- QUESTIONS TO ANSWER -
(A) Reproduce the part of the text on Freaks, Geeks, and Asperger Syndrome between "Jackson is the" and "Guide to Adulthood.", inclusive.
(B) Answer these questions from the text on Freaks, Geeks, and Asperger Syndrome:
(i) Which publisher issued the book?
(ii) What award did the book receive?
(iii) In what year did Jackson write the sequel?
══ TEXT EXCERPT ══
Freaks, Geeks, and Asperger Syndrome: A User Guide to Adolescence
- Author: Luke Jackson
- Language: English
- Subject: Asperger Syndrome
- Genre: Non-fiction
- Publisher: Jessica Kingsley Publishers
- Publication date: 15 August 2002
- Publication place: England
- Media type: Paperback
- Pages: 224
- ISBN: 978-1-84310-098-0
- Followed by: Crystalline Lifetime: Fragments of Asperger Syndrome

= Freaks, Geeks, and Asperger Syndrome =

Book by Luke Jackson

Freaks, Geeks, and Asperger Syndrome: A User Guide to Adolescence is a non-fiction book about Asperger syndrome published in 2003. The then 13-year-old author, Luke Jackson, has Asperger syndrome himself. Jackson wrote the book because he felt there was not enough useful information on the Internet about the subject.

Jackson is the son of fellow writer Jacqui Jackson, and most of his siblings have similar difficulties.

==Reception==
David Worling of the Canadian Academy of Child and Adolescent Psychiatry said that the book is filled with valuable information and is useful to have in a clinical library.

The book received first place in Times Educational Supplement awards in 2003 for special educational needs books.

==Other works and sequel==

About the same time as Freaks, Geeks & Asperger Syndrome, Jackson wrote A User Guide to the GF/CF Diet: For Autism, Asperger Syndrome and ADHD.

Jackson has written a column on the BBC's ouch!.. it's a disability thing.

In 2016, Jackson wrote a sequel to Freaks, Geeks & Asperger Syndrome, Sex, Drugs and Asperger's Syndrome (ASD): A User Guide to Adulthood.

Jackson has written a poetry book titled Crystalline Lifetime: Fragments of Asperger's Syndrome, (2006).
═══
══ RECORDS SHOWN ══
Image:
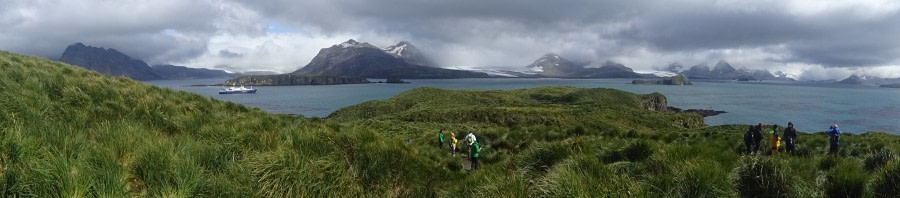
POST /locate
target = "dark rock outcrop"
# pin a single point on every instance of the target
(654, 102)
(355, 59)
(108, 61)
(701, 112)
(293, 79)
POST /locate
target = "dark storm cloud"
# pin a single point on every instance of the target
(845, 35)
(157, 31)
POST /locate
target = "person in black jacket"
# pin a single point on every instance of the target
(790, 138)
(757, 137)
(748, 140)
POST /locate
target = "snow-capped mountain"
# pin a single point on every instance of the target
(356, 59)
(553, 65)
(407, 51)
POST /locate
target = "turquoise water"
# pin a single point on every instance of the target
(810, 107)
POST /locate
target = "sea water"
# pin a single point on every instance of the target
(811, 107)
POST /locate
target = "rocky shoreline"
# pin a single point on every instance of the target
(701, 112)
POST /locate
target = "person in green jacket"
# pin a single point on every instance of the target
(473, 154)
(441, 139)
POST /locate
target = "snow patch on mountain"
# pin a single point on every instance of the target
(491, 72)
(656, 73)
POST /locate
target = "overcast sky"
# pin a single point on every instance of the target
(816, 39)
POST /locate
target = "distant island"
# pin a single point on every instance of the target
(674, 80)
(895, 85)
(294, 79)
(112, 62)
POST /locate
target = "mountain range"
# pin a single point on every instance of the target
(724, 71)
(552, 65)
(356, 59)
(114, 63)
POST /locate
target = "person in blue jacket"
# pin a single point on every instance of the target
(834, 136)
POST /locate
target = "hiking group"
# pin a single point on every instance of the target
(753, 137)
(474, 147)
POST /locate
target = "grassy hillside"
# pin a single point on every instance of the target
(67, 132)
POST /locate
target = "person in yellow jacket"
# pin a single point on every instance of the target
(774, 140)
(453, 142)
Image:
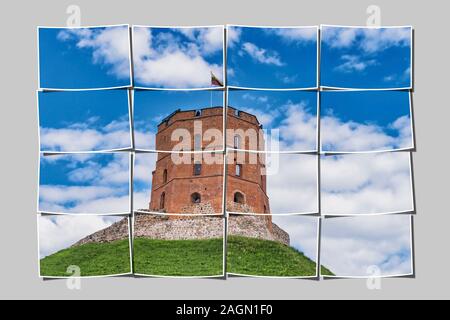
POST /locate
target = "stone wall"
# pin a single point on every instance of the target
(190, 227)
(116, 231)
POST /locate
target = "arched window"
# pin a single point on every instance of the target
(237, 141)
(238, 170)
(197, 168)
(239, 198)
(165, 176)
(197, 142)
(162, 200)
(196, 197)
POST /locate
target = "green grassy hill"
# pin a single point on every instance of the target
(183, 258)
(94, 259)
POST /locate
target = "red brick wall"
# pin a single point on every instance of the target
(181, 182)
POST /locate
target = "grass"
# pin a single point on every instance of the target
(183, 258)
(268, 258)
(94, 259)
(204, 258)
(178, 257)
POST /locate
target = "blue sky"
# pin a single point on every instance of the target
(62, 231)
(292, 113)
(366, 58)
(84, 120)
(272, 57)
(353, 246)
(177, 57)
(374, 183)
(359, 121)
(150, 107)
(84, 58)
(84, 183)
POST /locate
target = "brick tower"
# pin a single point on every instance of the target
(196, 187)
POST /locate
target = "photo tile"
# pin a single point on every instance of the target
(273, 246)
(179, 121)
(89, 183)
(363, 247)
(178, 184)
(84, 58)
(366, 57)
(273, 121)
(178, 246)
(178, 57)
(272, 183)
(366, 184)
(272, 57)
(84, 121)
(84, 246)
(365, 121)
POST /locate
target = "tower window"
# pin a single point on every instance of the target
(196, 197)
(198, 142)
(197, 169)
(162, 200)
(165, 176)
(239, 170)
(237, 141)
(238, 198)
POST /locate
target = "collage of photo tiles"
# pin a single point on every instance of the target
(219, 151)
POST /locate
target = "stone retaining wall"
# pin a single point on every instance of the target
(190, 227)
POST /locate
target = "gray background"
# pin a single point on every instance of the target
(19, 160)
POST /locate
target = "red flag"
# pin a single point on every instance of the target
(215, 81)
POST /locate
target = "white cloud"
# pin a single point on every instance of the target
(167, 62)
(375, 40)
(353, 63)
(298, 129)
(261, 55)
(366, 183)
(298, 35)
(251, 97)
(354, 136)
(110, 46)
(369, 40)
(85, 137)
(351, 245)
(143, 168)
(60, 232)
(93, 188)
(264, 117)
(292, 183)
(208, 40)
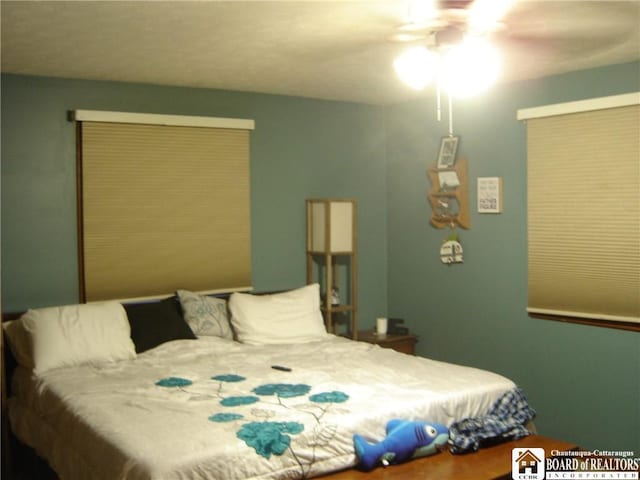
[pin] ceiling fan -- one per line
(450, 42)
(445, 22)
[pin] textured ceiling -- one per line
(320, 49)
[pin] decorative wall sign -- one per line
(447, 153)
(489, 194)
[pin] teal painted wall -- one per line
(584, 381)
(300, 148)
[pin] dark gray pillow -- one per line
(155, 323)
═══
- EXERCISE RESPONSES -
(A)
Jackson is the son of fellow writer Jacqui Jackson, and most of his siblings have similar difficulties.

==Reception==
David Worling of the Canadian Academy of Child and Adolescent Psychiatry said that the book is filled with valuable information and is useful to have in a clinical library.

The book received first place in Times Educational Supplement awards in 2003 for special educational needs books.

==Other works and sequel==

About the same time as Freaks, Geeks & Asperger Syndrome, Jackson wrote A User Guide to the GF/CF Diet: For Autism, Asperger Syndrome and ADHD.

Jackson has written a column on the BBC's ouch!.. it's a disability thing.

In 2016, Jackson wrote a sequel to Freaks, Geeks & Asperger Syndrome, Sex, Drugs and Asperger's Syndrome (ASD): A User Guide to Adulthood.

(B)
(i) Jessica Kingsley Publishers
(ii) First place in the Times Educational Supplement awards in 2003 for special educational needs books
(iii) 2016